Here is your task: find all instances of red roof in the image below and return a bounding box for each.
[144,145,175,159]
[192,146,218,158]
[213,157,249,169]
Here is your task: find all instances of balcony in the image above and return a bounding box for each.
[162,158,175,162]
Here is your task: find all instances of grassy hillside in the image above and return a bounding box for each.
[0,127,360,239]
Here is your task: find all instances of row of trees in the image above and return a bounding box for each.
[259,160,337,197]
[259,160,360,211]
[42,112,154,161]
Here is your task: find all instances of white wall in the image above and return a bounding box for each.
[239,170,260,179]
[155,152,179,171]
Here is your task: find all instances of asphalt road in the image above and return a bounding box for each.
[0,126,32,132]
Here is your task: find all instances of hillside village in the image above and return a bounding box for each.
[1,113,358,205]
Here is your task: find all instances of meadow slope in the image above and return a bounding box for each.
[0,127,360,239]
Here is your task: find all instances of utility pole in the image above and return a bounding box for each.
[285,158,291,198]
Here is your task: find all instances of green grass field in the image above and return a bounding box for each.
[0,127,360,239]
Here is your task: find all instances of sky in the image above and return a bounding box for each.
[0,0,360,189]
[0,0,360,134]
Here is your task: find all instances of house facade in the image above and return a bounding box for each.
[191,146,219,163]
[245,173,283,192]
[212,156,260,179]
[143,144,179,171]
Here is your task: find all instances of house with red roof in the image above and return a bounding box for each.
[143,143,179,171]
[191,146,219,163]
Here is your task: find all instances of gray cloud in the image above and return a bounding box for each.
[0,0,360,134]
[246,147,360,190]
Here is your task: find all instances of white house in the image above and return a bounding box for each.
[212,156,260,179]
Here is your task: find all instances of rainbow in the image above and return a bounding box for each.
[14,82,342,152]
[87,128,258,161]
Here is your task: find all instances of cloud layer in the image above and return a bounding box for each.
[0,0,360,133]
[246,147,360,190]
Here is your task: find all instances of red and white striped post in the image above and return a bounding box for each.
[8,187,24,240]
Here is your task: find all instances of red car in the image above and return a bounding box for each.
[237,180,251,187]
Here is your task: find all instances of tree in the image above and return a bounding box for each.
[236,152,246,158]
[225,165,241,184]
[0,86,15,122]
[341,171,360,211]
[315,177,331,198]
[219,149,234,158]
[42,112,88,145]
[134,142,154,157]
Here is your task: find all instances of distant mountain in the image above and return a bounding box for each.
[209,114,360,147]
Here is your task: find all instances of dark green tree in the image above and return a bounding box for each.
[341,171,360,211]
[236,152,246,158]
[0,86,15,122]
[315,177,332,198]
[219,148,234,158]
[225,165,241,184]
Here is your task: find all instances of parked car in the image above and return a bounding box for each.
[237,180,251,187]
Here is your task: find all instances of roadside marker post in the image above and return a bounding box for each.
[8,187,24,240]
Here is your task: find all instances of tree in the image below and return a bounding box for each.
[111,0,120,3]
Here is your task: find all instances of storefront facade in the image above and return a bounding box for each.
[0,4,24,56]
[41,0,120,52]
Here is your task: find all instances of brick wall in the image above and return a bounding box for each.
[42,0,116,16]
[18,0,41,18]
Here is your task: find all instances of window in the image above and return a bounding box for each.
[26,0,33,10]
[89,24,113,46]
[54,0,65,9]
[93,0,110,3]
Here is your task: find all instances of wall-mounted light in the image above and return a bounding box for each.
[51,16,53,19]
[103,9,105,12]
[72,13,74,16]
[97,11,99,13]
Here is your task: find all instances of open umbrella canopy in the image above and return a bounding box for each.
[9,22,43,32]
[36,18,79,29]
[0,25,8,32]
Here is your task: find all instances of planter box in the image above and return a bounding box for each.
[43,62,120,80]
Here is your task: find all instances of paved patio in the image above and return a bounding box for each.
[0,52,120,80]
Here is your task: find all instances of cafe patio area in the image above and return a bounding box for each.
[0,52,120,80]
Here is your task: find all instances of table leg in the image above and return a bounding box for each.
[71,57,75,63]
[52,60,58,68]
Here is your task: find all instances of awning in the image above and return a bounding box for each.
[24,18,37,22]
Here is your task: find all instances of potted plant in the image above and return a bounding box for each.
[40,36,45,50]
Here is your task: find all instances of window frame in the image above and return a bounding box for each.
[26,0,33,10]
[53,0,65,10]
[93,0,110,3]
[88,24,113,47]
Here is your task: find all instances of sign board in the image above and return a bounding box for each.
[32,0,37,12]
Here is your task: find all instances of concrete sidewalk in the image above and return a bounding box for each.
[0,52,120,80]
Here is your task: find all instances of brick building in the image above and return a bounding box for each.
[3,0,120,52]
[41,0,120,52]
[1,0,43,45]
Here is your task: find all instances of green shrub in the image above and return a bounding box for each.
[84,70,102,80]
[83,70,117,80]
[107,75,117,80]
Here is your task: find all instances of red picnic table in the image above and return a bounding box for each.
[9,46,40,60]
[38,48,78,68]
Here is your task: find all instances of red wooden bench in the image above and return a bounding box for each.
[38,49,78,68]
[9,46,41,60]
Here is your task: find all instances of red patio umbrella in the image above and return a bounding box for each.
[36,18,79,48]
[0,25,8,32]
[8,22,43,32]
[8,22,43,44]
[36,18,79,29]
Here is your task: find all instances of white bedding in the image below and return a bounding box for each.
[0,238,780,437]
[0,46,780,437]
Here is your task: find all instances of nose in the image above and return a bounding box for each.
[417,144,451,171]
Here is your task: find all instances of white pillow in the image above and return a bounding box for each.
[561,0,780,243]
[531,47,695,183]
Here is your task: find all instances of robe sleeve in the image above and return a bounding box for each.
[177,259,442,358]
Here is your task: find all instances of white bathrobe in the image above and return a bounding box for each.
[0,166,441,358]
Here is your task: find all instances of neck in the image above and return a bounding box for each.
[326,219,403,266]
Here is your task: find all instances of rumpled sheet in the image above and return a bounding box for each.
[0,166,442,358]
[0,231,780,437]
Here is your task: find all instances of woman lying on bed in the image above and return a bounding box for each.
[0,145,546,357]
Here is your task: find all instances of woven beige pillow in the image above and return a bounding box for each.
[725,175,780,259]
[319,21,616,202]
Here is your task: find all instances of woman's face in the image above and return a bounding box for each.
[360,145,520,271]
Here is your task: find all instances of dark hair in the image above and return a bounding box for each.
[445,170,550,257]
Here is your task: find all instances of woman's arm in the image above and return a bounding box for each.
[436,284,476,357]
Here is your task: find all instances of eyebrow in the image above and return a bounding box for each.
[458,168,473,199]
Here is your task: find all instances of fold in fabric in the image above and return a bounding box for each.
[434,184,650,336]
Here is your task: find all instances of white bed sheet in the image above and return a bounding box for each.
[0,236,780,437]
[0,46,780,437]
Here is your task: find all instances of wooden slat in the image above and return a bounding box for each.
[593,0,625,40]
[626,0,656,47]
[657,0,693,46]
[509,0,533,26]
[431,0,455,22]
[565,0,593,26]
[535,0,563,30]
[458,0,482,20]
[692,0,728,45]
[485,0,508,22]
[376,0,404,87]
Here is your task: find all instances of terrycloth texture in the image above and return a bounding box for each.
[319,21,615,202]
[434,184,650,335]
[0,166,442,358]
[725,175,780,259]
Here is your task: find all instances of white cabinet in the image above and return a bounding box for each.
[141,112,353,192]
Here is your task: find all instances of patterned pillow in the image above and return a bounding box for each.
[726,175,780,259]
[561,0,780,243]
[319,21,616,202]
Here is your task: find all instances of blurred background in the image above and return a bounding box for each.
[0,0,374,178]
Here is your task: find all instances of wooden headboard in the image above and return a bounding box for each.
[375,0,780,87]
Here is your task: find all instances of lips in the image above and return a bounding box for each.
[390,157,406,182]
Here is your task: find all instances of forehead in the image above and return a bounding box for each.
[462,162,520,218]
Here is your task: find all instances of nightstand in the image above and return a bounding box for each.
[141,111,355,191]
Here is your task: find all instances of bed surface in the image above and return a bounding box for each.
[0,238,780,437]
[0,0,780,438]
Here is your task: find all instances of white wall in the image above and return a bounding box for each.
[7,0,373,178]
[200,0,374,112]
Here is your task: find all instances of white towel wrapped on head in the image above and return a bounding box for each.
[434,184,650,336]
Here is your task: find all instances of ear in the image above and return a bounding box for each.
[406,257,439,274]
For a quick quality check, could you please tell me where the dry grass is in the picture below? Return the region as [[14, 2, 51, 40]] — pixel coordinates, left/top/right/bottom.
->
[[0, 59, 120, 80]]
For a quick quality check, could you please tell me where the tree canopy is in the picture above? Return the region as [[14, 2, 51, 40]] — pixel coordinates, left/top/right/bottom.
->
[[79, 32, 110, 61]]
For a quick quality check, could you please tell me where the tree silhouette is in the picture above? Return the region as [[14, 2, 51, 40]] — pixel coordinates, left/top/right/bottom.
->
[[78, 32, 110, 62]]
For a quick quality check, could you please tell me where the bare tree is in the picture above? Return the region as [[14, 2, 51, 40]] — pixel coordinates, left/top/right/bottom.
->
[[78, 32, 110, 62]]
....................
§ The request
Output exactly the lines between the one containing "where the dry" and the final line above, both inclusive.

§ The answer
For a quick quality check, could you please tell me where the dry grass is in the picture below? Return the region as [[14, 2, 51, 40]] — pixel coordinates, left/top/right/bottom.
->
[[0, 59, 120, 80]]
For a quick quality check, could you please tell me where the tree canopy is in the picture above? Return the region as [[14, 2, 51, 40]] — pixel coordinates, left/top/right/bottom.
->
[[79, 32, 110, 61]]
For a quick quality check, could you please tell me where the tree silhouette is in the picture above? Return the region as [[14, 2, 51, 40]] — pixel coordinates, left/top/right/bottom.
->
[[78, 32, 110, 62]]
For a quick quality check, could you please tell me where the bare tree is in the picture above? Return the region as [[14, 2, 51, 40]] — pixel coordinates, left/top/right/bottom.
->
[[78, 32, 110, 62]]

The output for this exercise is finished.